Records from a data collection

BEGIN

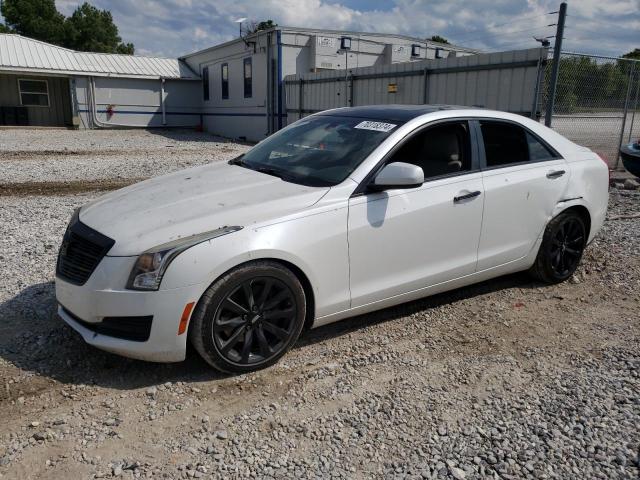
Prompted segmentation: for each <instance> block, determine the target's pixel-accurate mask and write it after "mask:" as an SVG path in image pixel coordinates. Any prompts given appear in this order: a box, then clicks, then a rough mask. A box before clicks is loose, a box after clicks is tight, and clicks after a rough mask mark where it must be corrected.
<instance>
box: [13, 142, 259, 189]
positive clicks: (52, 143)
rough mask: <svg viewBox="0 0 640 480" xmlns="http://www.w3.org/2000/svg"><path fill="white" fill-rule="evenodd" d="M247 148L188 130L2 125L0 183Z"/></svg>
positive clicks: (199, 161) (123, 174) (207, 158)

END

INSTRUCTIONS FOR THE TASK
Your task is an exact transcription of all the data, minus the pictures.

ANSWER FOR THE TASK
Prompted segmentation: for each <instance> block, determine the target's pixel-accurate mask and write it after "mask:" as an SVG path in image pixel coordinates. Any prompts given appear in this order: a box, then clicks, then a rough mask. A box before clicks is loose, a box after clicks is tight, and clicks after a rough mask mark where it must be corrected.
<instance>
box: [13, 142, 259, 189]
positive clicks: (52, 143)
rough mask: <svg viewBox="0 0 640 480" xmlns="http://www.w3.org/2000/svg"><path fill="white" fill-rule="evenodd" d="M247 148L188 130L2 125L0 183Z"/></svg>
positive clicks: (199, 161) (123, 174) (207, 158)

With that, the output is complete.